*** Source data

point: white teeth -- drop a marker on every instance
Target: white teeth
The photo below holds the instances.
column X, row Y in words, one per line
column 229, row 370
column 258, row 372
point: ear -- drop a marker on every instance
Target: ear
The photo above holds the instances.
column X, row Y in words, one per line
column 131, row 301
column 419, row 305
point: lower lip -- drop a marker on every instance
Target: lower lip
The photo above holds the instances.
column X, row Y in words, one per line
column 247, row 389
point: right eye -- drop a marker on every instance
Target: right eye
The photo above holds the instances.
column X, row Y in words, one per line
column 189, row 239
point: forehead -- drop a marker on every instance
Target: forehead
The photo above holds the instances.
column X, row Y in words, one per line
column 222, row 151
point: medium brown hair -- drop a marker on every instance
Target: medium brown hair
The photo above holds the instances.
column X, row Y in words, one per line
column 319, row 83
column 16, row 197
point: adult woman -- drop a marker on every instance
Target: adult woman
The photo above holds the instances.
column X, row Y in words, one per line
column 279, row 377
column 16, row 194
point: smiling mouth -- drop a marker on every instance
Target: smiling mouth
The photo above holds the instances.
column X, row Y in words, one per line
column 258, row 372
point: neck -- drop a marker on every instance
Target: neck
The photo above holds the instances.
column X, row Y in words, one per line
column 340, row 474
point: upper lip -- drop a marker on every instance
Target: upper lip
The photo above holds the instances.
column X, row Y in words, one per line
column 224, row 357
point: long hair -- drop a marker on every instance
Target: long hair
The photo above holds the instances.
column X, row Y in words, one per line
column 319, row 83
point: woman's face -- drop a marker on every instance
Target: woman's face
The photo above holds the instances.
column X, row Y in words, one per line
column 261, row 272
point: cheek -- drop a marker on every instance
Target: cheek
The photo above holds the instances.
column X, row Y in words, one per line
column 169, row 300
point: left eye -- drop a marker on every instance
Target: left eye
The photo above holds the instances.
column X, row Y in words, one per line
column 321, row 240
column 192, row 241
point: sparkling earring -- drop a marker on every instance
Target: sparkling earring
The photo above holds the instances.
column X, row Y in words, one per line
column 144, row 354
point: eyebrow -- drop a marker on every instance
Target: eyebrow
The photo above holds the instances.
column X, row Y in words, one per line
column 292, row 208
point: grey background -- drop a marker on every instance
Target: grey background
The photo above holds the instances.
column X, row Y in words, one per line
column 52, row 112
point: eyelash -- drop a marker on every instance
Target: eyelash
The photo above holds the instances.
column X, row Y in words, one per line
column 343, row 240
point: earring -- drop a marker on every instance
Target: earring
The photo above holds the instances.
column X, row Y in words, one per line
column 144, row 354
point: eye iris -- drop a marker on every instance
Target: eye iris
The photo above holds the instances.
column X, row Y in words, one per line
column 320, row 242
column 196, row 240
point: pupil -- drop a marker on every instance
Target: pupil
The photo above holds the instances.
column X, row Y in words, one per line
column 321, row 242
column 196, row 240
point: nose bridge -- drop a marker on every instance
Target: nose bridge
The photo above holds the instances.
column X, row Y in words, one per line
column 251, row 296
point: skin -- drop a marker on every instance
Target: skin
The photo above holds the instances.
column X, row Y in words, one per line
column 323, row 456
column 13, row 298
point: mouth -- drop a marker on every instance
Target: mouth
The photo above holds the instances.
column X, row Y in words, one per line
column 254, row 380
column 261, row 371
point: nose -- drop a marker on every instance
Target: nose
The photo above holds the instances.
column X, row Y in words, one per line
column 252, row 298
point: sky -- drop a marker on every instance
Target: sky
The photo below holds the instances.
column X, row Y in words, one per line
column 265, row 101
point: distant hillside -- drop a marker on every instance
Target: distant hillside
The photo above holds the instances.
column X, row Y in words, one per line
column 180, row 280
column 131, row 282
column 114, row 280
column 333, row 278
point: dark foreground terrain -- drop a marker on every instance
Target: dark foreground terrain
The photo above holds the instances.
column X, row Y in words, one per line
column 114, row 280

******

▸ Written problem
Rewrite the entire listing above, swapping every occurrence of "drop a marker" for "place a pin" and leaving everything else unchanged.

▸ Response to this exercise
point: white teeth -- place a pin on every instance
Target: white teeth
The photo below holds the instances.
column X, row Y in words, one per line
column 229, row 370
column 258, row 372
point: ear -- place a pin on every instance
Target: ear
The photo above holds the instances.
column X, row Y in words, one per line
column 131, row 301
column 419, row 305
point: lower lip -- place a pin on every instance
Target: lower lip
The photo above holds the instances.
column X, row Y in words, one per line
column 247, row 389
point: right eye -- place a pin on every instance
Target: right eye
The photo above holds the instances.
column X, row Y in words, one per line
column 189, row 239
point: forehead -- place a pin on every instance
Target: forehead
The photo above holds the instances.
column X, row Y in words, one per line
column 222, row 151
point: medium brown hair -- place a pin on every instance
Target: medium brown hair
The photo above holds the instances.
column X, row Y in words, one per line
column 319, row 83
column 16, row 197
point: adult woman -- place a pin on every instance
Target: adult woman
The photo above holds the instances.
column X, row Y in words, one per line
column 279, row 377
column 16, row 194
point: smiling mouth -- place a pin on every instance
Target: smiling mouth
The photo above holds the instances.
column X, row Y in words, one per line
column 258, row 372
point: neck -- place a pin on every instance
Target: neck
The photo above holds the instances.
column X, row Y in words, one per line
column 340, row 474
point: upper lip -- place a pin on every instance
Target: upper lip
The photo above holds the instances.
column X, row Y in words, one per line
column 224, row 357
point: long hair -- place a pin on every instance
Target: long hair
The photo above holds the instances.
column X, row Y in words, one per line
column 319, row 83
point: woman's face -- place a pin on every instance
Target: woman's face
The photo above holds the instances.
column X, row Y in words, one per line
column 261, row 272
point: cheek -- place a pin on every instance
Target: cheek
The photo above holds the instances.
column X, row Y in words, one per line
column 169, row 300
point: left eye -- place a pin on every instance
Target: left eye
The photo above holds the instances.
column X, row Y in words, one per line
column 321, row 240
column 192, row 241
point: sparkling earring -- place a pin on every instance
Target: sparkling earring
The photo above holds the instances.
column X, row Y in words, one per line
column 144, row 354
point: eyebrow -- place a pin on every instance
Target: eyebrow
The photo above holds the instances.
column X, row Y in words, one per line
column 292, row 208
point: grey background -- place a pin on every instance
Target: grey background
The photo above holds the instances.
column X, row Y in words, one per line
column 52, row 112
point: eyelash -- place a pin on every instance
Target: eyelash
The photo above holds the instances.
column X, row Y in words, one per line
column 343, row 240
point: earring -- place a pin on every instance
Target: earring
The photo above holds the instances.
column X, row Y in words, one per line
column 144, row 354
point: eye iris -- place a pin on every instance
Target: eye iris
The photo above holds the instances.
column X, row Y in words, one per line
column 320, row 242
column 196, row 240
point: pupil -- place a pin on every instance
Target: pupil
The photo above holds the instances.
column X, row Y in words, one per line
column 321, row 242
column 196, row 240
point: nose bridge -- place a pin on every instance
Target: nose bridge
The photo above holds the instances.
column X, row Y in words, one per line
column 251, row 296
point: skin -- place a pin on every instance
Target: skin
The photo above holds the instances.
column X, row Y in words, one per line
column 323, row 456
column 13, row 298
point: mouth -- place a pin on every instance
Target: mouth
The photo above holds the instances.
column X, row Y in words, one per line
column 254, row 380
column 261, row 371
point: nose -- place a pin on every instance
Target: nose
The photo above holds the instances.
column X, row Y in words, one per line
column 252, row 298
point: sky -- place a pin on every instance
Target: sky
The photo below holds the instances.
column X, row Y in words, one per line
column 265, row 101
point: distant hillside -- place a pin on every instance
Target: distant hillside
The photo above holds the instances.
column X, row Y in words, one per line
column 180, row 280
column 131, row 282
column 114, row 280
column 333, row 278
point: dark foreground terrain -- place a pin on every instance
Target: dark foreground terrain
The photo above holds the instances.
column X, row Y in words, one per line
column 114, row 280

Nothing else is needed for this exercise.